SOURCE TEXT:
Content starts

Figure 3Phylogenetic trees based on HCV NS5B sequencing analyses conducted at the time point of acute hepatitis C diagnosis in patients with HCV Genotype 1a (A), HCV Genotype 1b (B) and HCV Genotype 3a (C), HCV Gentoype 4d (D). Clusters are illustrated by triangles, numbers in the triangles represent the number of sequences in each cluster. Country of origin is shaded (): non-MSM, Frankfurt, Germany (), MSM, Frankfurt, Germany (), MSM (published sequences), Germany (), MSM (published sequences), United Kingdom (), MSM (published sequences), Netherlands (), MSM (published sequences), Switzerland (), MSM (published sequences), Spain (), MSM (published sequences), USA (), MSM (published sequences), Canada (), MSM (published sequences), Australia (), MSM (published sequences), France, Abbreviations: GT, genotype; HCV, hepatitis C virus.
Phylogenetic analyses in HCV GT1a-infected patients
The GT 1a phylogeny is illustrated in Figure 3A and reveals a total of 35 transmission clusters, of which 34 were MSM-specific. Infection with GT 1a was the most prevalent among MSM as well as among non-MSM patients. Interestingly, all but one of the GT1a sequences obtained from non-MSM patients appeared to be unrelated to any of the clusters. In contrast, the majority of GT1a infections in the Frankfurt MSM individuals (n=86/126, 68%) could be assigned to 18 different MSM-specific clusters. Ten of these 18 clusters exclusively contained sequences from the Frankfurt MSM patients and German reference MSM sequences from Bonn, but no sequences from other countries (clusters 1, 3, 4, 9, 10, 13, 19, 21, 27, 32; Figure 3A; Appendix Figure 1, Appendix Table 1.1 and 1.2). The remaining eight transmission clusters contained published MSM sequences from different European countries in addition to Frankfurt MSM sequences and are therefore considered as country-mixing clusters (clusters 5, 6, 15, 17, 18, 20, 31 and 34; Appendix Table 1.1 and 1.2). Overall, 45% (n=57/126) of the Frankfurt MSM GT1a sequences were assigned to these 8 international clusters.

Content ends

MATERIAL PROVIDED:
Content starts

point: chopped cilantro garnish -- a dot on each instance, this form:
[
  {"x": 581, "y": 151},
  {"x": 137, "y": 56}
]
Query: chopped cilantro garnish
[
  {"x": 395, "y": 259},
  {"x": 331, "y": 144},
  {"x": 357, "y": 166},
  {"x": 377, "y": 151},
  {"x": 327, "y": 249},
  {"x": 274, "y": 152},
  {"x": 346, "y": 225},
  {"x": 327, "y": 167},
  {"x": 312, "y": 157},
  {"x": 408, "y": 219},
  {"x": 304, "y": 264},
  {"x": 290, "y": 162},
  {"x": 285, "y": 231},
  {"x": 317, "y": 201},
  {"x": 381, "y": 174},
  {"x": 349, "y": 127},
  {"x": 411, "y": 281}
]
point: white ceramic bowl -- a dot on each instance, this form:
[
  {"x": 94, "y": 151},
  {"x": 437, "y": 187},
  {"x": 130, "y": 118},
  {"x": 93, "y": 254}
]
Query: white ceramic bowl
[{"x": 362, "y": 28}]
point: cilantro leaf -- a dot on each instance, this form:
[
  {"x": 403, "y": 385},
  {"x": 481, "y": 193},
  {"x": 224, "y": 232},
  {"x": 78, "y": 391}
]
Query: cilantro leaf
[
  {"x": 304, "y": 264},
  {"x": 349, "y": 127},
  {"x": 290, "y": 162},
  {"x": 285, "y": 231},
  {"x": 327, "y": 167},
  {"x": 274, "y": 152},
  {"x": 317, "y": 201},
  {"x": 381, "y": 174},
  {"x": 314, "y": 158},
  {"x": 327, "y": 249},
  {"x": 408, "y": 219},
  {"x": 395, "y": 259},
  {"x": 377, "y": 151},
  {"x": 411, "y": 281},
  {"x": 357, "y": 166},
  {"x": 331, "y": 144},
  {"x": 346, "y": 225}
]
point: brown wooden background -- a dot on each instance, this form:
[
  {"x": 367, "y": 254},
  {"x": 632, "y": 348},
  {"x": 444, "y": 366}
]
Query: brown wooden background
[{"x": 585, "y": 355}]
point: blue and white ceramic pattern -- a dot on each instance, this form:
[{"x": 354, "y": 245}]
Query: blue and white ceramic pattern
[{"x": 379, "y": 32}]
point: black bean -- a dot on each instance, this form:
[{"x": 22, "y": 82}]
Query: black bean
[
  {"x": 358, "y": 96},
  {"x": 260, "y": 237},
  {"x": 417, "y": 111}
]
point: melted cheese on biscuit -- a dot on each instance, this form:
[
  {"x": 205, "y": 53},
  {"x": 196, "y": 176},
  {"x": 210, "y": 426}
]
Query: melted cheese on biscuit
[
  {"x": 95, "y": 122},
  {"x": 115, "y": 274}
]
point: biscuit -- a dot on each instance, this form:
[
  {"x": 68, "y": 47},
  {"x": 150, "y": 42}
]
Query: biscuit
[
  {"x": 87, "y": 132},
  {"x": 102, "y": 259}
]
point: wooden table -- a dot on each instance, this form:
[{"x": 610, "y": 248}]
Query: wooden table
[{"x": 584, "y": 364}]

Content ends

QUESTIONS:
A) In the passage on HCV transmission clusters, how many transmission clusters does the GT 1a phylogeny reveal?
B) Please continue the passage on HCV transmission clusters from its last sentence.

ANSWERS TO THIS EXERCISE:
A) 35 transmission clusters, of which 34 were MSM-specific.

B)
Four of these international clusters contained sequences from Germany and one further European country (clusters 5 and 31, the Netherlands; cluster 20, United Kingdom; cluster 24, Switzerland). The remaining four clusters consisted of sequences obtained from German MSM as well as sequences from further two (cluster 6, the Netherlands and Switzerland; cluster 15, the Netherlands and United Kingdom) or three European countries (clusters 17 and 18: the Netherlands; United Kingdom and Switzerland). All country-mixing clusters contained only sequences obtained from European MSM. Australian MSM isolates clustered separately and were never part of an HCV GT1a cluster with European sequences (Figure 3A).
Of the fifteen sequences of patients with chronic hepatitis C and other HCV transmission routes, only one control sequence of a patient with IVDA transmission clustered with one MSM sequence obtained from the Netherlands (cHCV.2679.2015.IVDA, cluster 11). Besides that, no clustering of chronic HCV sequences with those of patients with RAHC was observed (Figure 3A).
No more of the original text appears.